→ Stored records
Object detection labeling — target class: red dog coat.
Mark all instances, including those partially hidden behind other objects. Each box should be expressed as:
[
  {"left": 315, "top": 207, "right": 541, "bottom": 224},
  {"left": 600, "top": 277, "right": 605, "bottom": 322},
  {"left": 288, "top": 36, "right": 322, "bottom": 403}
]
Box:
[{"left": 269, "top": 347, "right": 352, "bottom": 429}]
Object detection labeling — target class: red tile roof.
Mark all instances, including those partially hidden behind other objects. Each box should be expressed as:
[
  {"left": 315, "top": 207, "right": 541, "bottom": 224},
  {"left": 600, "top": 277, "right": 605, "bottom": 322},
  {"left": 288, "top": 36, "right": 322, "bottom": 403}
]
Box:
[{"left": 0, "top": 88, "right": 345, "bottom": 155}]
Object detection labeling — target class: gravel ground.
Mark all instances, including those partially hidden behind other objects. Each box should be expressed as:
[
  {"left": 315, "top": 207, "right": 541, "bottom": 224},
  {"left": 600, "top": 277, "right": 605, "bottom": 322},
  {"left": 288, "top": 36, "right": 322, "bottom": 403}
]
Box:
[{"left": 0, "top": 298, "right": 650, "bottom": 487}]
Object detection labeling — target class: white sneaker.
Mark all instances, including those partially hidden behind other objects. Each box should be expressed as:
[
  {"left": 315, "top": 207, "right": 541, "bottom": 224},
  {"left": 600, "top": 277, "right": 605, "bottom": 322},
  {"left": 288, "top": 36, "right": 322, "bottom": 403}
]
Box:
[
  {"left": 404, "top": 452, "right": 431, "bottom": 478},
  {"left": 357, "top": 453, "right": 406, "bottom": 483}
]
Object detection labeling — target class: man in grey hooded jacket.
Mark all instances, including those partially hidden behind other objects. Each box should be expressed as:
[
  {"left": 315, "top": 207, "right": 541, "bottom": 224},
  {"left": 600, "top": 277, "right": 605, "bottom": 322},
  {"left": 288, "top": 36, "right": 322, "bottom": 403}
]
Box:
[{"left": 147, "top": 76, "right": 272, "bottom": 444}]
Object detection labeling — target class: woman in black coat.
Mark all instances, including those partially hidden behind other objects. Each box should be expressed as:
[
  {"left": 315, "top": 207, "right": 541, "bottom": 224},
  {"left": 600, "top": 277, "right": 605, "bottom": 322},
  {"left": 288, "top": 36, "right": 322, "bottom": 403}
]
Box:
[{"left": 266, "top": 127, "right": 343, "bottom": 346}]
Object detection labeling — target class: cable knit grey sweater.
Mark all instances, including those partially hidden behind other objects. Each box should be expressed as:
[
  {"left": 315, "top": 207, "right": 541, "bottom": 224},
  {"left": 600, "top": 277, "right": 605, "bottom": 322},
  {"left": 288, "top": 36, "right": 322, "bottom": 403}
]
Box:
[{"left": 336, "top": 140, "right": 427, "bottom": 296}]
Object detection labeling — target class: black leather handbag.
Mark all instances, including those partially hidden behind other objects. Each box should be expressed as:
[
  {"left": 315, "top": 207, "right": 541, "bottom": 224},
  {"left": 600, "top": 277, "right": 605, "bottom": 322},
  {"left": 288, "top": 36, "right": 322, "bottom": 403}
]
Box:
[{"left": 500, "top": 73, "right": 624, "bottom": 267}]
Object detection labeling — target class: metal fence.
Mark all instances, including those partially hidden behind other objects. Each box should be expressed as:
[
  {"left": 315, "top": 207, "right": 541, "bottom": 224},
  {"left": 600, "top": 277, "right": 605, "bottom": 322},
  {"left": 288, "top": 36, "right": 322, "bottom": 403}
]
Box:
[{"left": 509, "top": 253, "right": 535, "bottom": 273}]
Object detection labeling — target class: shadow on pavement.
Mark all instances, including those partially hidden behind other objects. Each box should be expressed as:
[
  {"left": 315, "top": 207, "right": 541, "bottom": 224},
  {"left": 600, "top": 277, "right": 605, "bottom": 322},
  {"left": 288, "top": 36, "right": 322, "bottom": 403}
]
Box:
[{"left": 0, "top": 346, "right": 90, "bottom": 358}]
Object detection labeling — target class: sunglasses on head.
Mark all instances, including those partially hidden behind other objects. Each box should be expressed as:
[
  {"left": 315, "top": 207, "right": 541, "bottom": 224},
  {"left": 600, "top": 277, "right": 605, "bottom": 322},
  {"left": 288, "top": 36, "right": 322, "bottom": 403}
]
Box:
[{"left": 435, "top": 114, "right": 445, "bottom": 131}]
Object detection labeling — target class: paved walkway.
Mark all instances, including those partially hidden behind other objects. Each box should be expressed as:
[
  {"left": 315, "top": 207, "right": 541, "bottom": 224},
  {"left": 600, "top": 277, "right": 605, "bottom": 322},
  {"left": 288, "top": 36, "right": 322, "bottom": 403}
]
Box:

→ WORK TO BE COMPLETED
Please rewrite the records above, changing "partially hidden" to "partly obscured" everywhere it occurs and leaving everything else unchanged.

→ SOLUTION TO THIS EXERCISE
Object detection labeling — target class: red dog coat.
Mark all instances, including those partly obscured behind other objects. Each box should be expressed as:
[
  {"left": 315, "top": 207, "right": 541, "bottom": 224},
  {"left": 600, "top": 277, "right": 605, "bottom": 322},
  {"left": 288, "top": 36, "right": 322, "bottom": 403}
]
Box:
[{"left": 269, "top": 347, "right": 352, "bottom": 429}]
Object detection labeling — target class: red tile roof.
Mark all instances, including those partly obscured behind other objects. Each box should be expressed as:
[
  {"left": 315, "top": 207, "right": 541, "bottom": 224},
  {"left": 600, "top": 277, "right": 605, "bottom": 322},
  {"left": 288, "top": 36, "right": 322, "bottom": 403}
]
Box:
[{"left": 0, "top": 88, "right": 345, "bottom": 155}]
Object detection labeling — target class: gravel ground.
Mark all instances, including those partly obscured behind other objects. Each box should be expressed as:
[
  {"left": 315, "top": 207, "right": 541, "bottom": 224},
  {"left": 600, "top": 277, "right": 605, "bottom": 322},
  {"left": 288, "top": 36, "right": 322, "bottom": 403}
]
Box:
[{"left": 0, "top": 298, "right": 650, "bottom": 487}]
Object detection labeling — target class: white sneaker.
Mark all instances, including those partly obscured behind other objects. Each box should be expressed as:
[
  {"left": 315, "top": 207, "right": 541, "bottom": 224},
  {"left": 600, "top": 277, "right": 605, "bottom": 322},
  {"left": 288, "top": 36, "right": 322, "bottom": 403}
]
Box:
[
  {"left": 404, "top": 452, "right": 431, "bottom": 478},
  {"left": 357, "top": 453, "right": 406, "bottom": 483}
]
Object detection labeling — target class: man in grey hooded jacket.
Mark all instances, including those partly obscured behind other objects. Each box should be expressed as:
[
  {"left": 315, "top": 207, "right": 541, "bottom": 224},
  {"left": 600, "top": 277, "right": 605, "bottom": 322},
  {"left": 288, "top": 36, "right": 322, "bottom": 403}
]
Box:
[{"left": 147, "top": 76, "right": 272, "bottom": 444}]
Object detection labeling — target class: woman in black coat.
Mark all instances, including those partly obscured behind other objects. Each box should be expressed as:
[
  {"left": 315, "top": 207, "right": 541, "bottom": 224},
  {"left": 600, "top": 277, "right": 605, "bottom": 322},
  {"left": 288, "top": 36, "right": 322, "bottom": 403}
]
Box:
[{"left": 266, "top": 127, "right": 343, "bottom": 346}]
Object detection labeling — target class: cable knit grey sweater.
Mark all instances, including those partly obscured behind other objects. Each box should be expressed as:
[
  {"left": 315, "top": 207, "right": 541, "bottom": 224},
  {"left": 600, "top": 277, "right": 605, "bottom": 322},
  {"left": 288, "top": 36, "right": 322, "bottom": 403}
]
Box:
[{"left": 336, "top": 140, "right": 427, "bottom": 296}]
Object detection labeling — target class: black leather handbag.
Mark all instances, including those partly obscured behind other objects. Each box should be expressed as:
[
  {"left": 315, "top": 207, "right": 541, "bottom": 224},
  {"left": 600, "top": 277, "right": 605, "bottom": 322},
  {"left": 288, "top": 36, "right": 322, "bottom": 403}
]
Box:
[{"left": 500, "top": 73, "right": 624, "bottom": 267}]
Object detection labeling — target class: metal fence.
Mark all instances, including those partly obscured behind other objects. Each box should be expressed as:
[
  {"left": 315, "top": 207, "right": 541, "bottom": 224},
  {"left": 600, "top": 277, "right": 605, "bottom": 322},
  {"left": 288, "top": 36, "right": 322, "bottom": 403}
]
Box:
[{"left": 509, "top": 253, "right": 535, "bottom": 273}]
Object detection labeling — target class: shadow on pavement.
Mark all instances, including those partly obscured behind other objects. Each box should be expressed as:
[
  {"left": 315, "top": 207, "right": 541, "bottom": 224},
  {"left": 600, "top": 277, "right": 605, "bottom": 322},
  {"left": 288, "top": 36, "right": 322, "bottom": 403}
]
Box:
[{"left": 0, "top": 346, "right": 90, "bottom": 358}]
Object detection labeling — target class: sunglasses on head.
Mark all instances, including those partly obscured behind other objects. Each box should be expressed as:
[
  {"left": 315, "top": 207, "right": 541, "bottom": 224},
  {"left": 600, "top": 277, "right": 605, "bottom": 322},
  {"left": 288, "top": 36, "right": 322, "bottom": 403}
]
Box:
[{"left": 435, "top": 114, "right": 445, "bottom": 131}]
Object detection labeling — target class: paved walkway.
Mark all instances, including those partly obscured behind other objects. Each box should be expressed as:
[
  {"left": 315, "top": 207, "right": 541, "bottom": 224},
  {"left": 600, "top": 277, "right": 605, "bottom": 322},
  {"left": 288, "top": 36, "right": 322, "bottom": 403}
]
Box:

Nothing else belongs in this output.